╭─ EXCERPTED RECORDS
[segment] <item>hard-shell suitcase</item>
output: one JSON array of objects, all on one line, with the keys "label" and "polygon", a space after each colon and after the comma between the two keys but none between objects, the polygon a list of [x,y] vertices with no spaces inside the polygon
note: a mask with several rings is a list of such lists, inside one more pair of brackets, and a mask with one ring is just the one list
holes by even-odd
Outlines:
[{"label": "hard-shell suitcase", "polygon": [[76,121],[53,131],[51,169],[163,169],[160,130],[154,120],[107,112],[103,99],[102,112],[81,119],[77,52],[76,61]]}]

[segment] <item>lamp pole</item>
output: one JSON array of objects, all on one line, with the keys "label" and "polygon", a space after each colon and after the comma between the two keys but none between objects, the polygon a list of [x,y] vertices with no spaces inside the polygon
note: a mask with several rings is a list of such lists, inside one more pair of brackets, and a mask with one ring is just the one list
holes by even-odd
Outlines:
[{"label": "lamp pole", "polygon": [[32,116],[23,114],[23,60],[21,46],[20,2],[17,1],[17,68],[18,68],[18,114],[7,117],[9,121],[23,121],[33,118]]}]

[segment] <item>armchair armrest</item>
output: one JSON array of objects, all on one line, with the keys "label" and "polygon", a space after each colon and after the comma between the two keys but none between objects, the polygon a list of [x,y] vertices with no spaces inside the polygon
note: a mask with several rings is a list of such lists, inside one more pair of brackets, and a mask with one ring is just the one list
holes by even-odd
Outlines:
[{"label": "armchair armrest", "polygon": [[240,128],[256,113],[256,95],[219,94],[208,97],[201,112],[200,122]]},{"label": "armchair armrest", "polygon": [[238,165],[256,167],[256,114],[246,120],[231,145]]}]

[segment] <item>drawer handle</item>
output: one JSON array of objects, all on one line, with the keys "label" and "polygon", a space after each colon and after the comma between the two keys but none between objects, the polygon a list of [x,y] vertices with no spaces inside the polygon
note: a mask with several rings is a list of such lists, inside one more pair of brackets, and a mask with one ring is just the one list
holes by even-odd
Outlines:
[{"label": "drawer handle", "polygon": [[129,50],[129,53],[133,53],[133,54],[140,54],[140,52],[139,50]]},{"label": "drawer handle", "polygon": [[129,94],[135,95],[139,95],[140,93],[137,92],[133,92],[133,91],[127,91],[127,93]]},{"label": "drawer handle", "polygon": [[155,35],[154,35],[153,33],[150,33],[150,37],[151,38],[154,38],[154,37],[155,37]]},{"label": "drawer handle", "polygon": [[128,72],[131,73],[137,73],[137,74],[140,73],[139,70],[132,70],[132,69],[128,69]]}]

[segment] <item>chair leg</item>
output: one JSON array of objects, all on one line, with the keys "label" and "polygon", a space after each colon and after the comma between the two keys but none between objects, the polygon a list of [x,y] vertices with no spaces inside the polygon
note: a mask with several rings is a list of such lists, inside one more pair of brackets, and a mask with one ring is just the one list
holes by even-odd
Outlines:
╰─
- [TASK DESCRIPTION]: Update the data above by changing every "Outlines" to "Masks", and leave everything else as it is.

- [EXERCISE ANSWER]:
[segment] <item>hard-shell suitcase</item>
output: one JSON array of objects, all on one line, with the keys "label" and "polygon", a space after each colon and after the comma between the two keys but none between objects, the polygon a list of [x,y] vertices with no spaces inside the polygon
note: a mask with several rings is a list of such lists, inside one more pair of brackets, and a mask with one ring is just the one list
holes by even-odd
Masks:
[{"label": "hard-shell suitcase", "polygon": [[76,121],[53,131],[51,169],[163,169],[160,130],[154,120],[107,112],[103,99],[102,112],[81,119],[77,52],[76,61]]}]

[segment] <item>lamp pole</item>
output: one JSON array of objects, all on one line, with the keys "label" and "polygon", a space after each colon and after the comma between the two keys but none between objects, the polygon a list of [x,y] vertices with no spaces inside the polygon
note: a mask with several rings is a list of such lists, inside one more pair of brackets, and a mask with one ring is just the one list
holes by even-odd
Masks:
[{"label": "lamp pole", "polygon": [[32,116],[23,114],[23,60],[21,46],[20,2],[17,1],[17,68],[18,68],[18,114],[7,117],[9,121],[23,121],[33,118]]}]

[segment] <item>armchair armrest</item>
output: one JSON array of objects, all on one line, with the keys "label" and "polygon", a space after each colon and after the comma between the two keys but none between objects, the polygon a list of [x,y] vertices with no spaces inside the polygon
note: a mask with several rings is a list of such lists, inside one more pair of brackets, and a mask with one ring is just the one list
holes by even-odd
Masks:
[{"label": "armchair armrest", "polygon": [[240,128],[256,113],[256,95],[219,94],[208,97],[201,112],[200,122]]},{"label": "armchair armrest", "polygon": [[238,165],[256,167],[256,114],[246,120],[231,145]]}]

[segment] <item>drawer handle</item>
output: one JSON array of objects, all on one line, with the keys "label" and "polygon", a space after each colon and after the comma between the two keys but none between objects, the polygon a list of [x,y] vertices with no spaces inside the polygon
note: a mask with several rings is a list of such lists, inside one more pair of brackets, and a mask with one ring is just the one list
holes by even-odd
Masks:
[{"label": "drawer handle", "polygon": [[129,50],[129,53],[133,53],[133,54],[140,54],[140,52],[139,50]]},{"label": "drawer handle", "polygon": [[129,94],[135,95],[139,95],[140,93],[137,92],[133,92],[133,91],[127,91],[127,93]]},{"label": "drawer handle", "polygon": [[155,35],[154,35],[153,33],[150,33],[150,37],[151,38],[154,38],[154,37],[155,37]]},{"label": "drawer handle", "polygon": [[128,72],[131,73],[137,73],[137,74],[140,73],[139,70],[132,70],[132,69],[128,69]]}]

[segment] <item>chair leg</item>
output: one JSON array of objects, all on one line, with the keys "label" and "polygon", a space after each colon and after the comma between the two keys but none between objects, the polygon a list of [x,y] vertices with no spaces inside the polygon
note: a mask with several rings is a list of such lists, inside one more pair of brackets, and a mask with one ring is just the one list
holes by even-odd
Masks:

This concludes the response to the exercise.